### Exercise
Turn each line of the records below into a numbered list, omitting any blank lines.

### Supplied data

╔══

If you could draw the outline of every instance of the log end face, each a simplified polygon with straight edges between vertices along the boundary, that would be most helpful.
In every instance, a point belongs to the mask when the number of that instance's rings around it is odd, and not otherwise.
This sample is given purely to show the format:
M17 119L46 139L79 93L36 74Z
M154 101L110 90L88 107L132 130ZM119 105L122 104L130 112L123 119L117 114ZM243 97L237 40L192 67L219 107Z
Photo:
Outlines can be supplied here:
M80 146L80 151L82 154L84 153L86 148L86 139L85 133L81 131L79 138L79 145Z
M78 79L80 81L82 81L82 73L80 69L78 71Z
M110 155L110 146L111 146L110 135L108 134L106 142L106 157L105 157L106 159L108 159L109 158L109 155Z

╚══

### Result for this exercise
1. If you could draw the outline of every instance of the log end face, each a simplified polygon with straight edges between vertices along the boundary, that would be most helpful.
2. In every instance, a point belongs to the mask when the number of that instance's rings around it is odd, and not otherwise.
3. This sample is given purely to show the format:
4. M17 119L46 139L79 93L36 74Z
5. M154 101L110 90L88 107L132 130ZM119 105L122 104L130 112L123 119L117 114ZM243 97L237 40L192 67L219 107Z
6. Photo:
7. Outlines can be supplied here:
8. M80 146L80 151L82 154L84 153L86 148L86 139L85 133L81 131L79 138L79 145Z
9. M78 79L80 81L82 81L82 73L80 69L78 71Z
10. M110 155L110 146L111 146L110 135L108 134L106 142L106 157L105 157L106 159L108 159L109 158L109 155Z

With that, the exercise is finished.